Polecenie 1: Powiel wiernie z wybranego fragmentu wszystko od „Wieczorem i nocką” w dół aż po „Dzień dobry.”.

═══ Wybrany fragment

|
Narzędzia wątku | Przeszukaj ten wątek |
|
Narzędzia wątku | Przeszukaj ten wątek |
|
||||
Witam wszystkich ciepło i serdecznie.... Dzień dobry!!!
Wieczorem i nocką popadało... dziś wstaje typowo jesienny dzień.... trzeba zakładać skarpetki i ciepłe galoty. Lulko... cieszę się, że nasz region urzekł Cię swoim pięknem, że jesteś zadowolona z wyprawy.... warto było. Za cynie z arboretum dziękujemy. Mam nadzieję, że pokażesz nam co jeszcze ładnego zobaczyłaś.... i co Cię zachwyciło. Na dziś zaplanowałam czyszczenie kostki brukowej z mchu....namókł deszczem, więc będzie łatwo go usunąć.... zobaczę co z tych planów wyniknie. Pozdrawiam.... Miłego dnia wszystkim życzę..... Do wieczora....
__________________
Ostatnio edytowane przez Iza_bella : 23-08-2017 o 07:50. |
|
||||
Dzień dobry.

══════

Polecenie 2: Zapisz bez zmian z wykazu wszystko od wiersza zawierającego „[point] every instance of the man” w dół aż po wiersz zawierający „[point] every instance of the wet”, łącznie z obydwoma.

═══ Dane wejściowe

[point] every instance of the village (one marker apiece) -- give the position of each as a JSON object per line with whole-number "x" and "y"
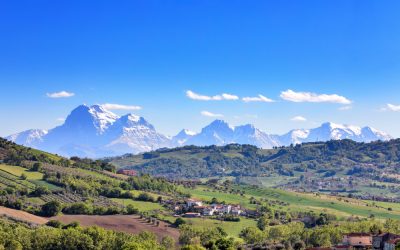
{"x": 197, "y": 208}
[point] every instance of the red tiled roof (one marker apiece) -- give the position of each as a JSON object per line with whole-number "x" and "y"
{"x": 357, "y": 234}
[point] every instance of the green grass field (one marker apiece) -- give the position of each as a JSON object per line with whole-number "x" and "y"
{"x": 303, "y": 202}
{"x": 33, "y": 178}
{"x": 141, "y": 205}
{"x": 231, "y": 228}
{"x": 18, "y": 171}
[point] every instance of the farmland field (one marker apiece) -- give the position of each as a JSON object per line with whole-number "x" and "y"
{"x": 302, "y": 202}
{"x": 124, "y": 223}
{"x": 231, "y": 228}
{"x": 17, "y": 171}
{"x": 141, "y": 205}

══════
═══ Dane wejściowe

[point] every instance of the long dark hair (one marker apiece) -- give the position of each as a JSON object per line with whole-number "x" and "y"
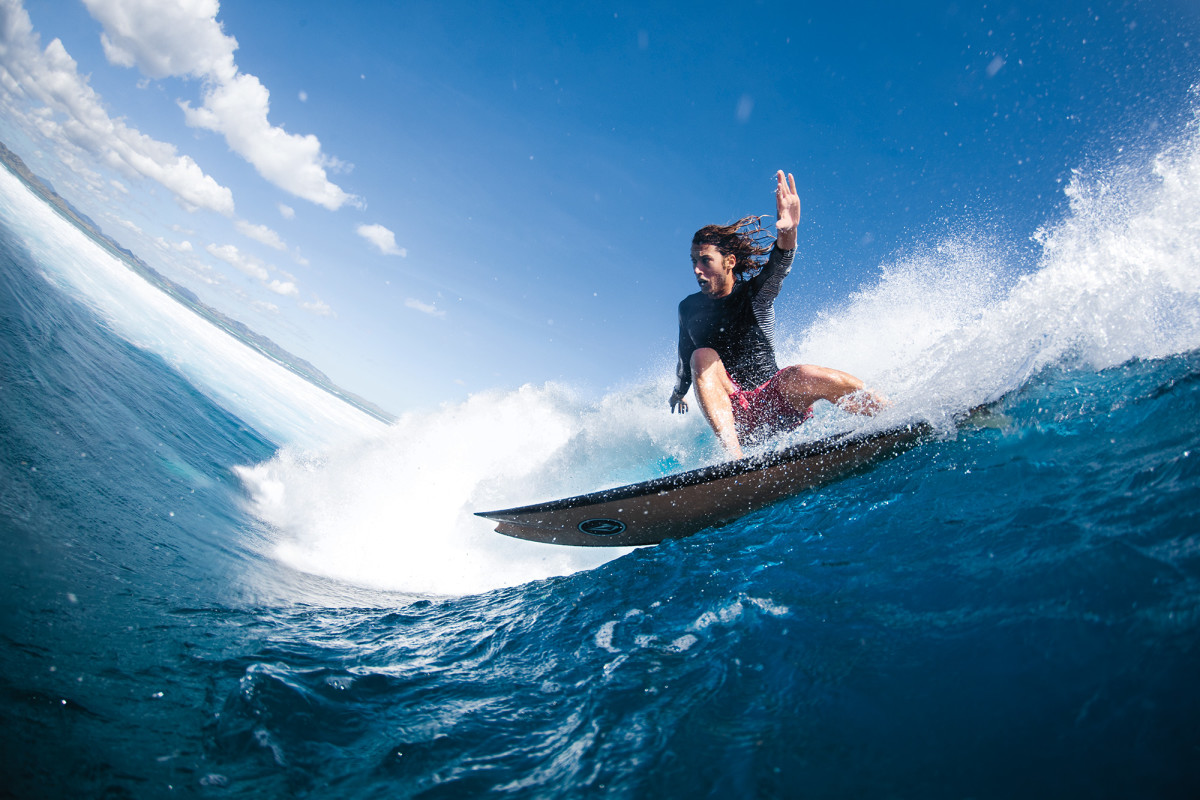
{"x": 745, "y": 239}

══════
═══ Dane wejściowe

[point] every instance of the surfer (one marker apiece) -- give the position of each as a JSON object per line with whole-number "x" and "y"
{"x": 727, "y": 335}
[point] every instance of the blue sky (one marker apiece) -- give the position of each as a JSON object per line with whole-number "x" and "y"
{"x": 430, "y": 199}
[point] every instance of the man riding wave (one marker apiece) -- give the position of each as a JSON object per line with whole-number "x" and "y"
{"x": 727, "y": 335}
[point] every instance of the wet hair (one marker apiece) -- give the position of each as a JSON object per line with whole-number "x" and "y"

══════

Poprawna odpowiedź 1:
Wieczorem i nocką popadało... dziś wstaje typowo jesienny dzień.... trzeba zakładać skarpetki i ciepłe galoty. Lulko... cieszę się, że nasz region urzekł Cię swoim pięknem, że jesteś zadowolona z wyprawy.... warto było. Za cynie z arboretum dziękujemy. Mam nadzieję, że pokażesz nam co jeszcze ładnego zobaczyłaś.... i co Cię zachwyciło. Na dziś zaplanowałam czyszczenie kostki brukowej z mchu....namókł deszczem, więc będzie łatwo go usunąć.... zobaczę co z tych planów wyniknie. Pozdrawiam.... Miłego dnia wszystkim życzę..... Do wieczora....
__________________
Ostatnio edytowane przez Iza_bella : 23-08-2017 o 07:50. |
|
||||
Dzień dobry.

Poprawna odpowiedź 2:
[point] every instance of the man riding wave (one marker apiece) -- give the position of each as a JSON object per line with whole-number "x" and "y"
{"x": 727, "y": 335}
[point] every instance of the wet hair (one marker apiece) -- give the position of each as a JSON object per line with whole-number "x" and "y"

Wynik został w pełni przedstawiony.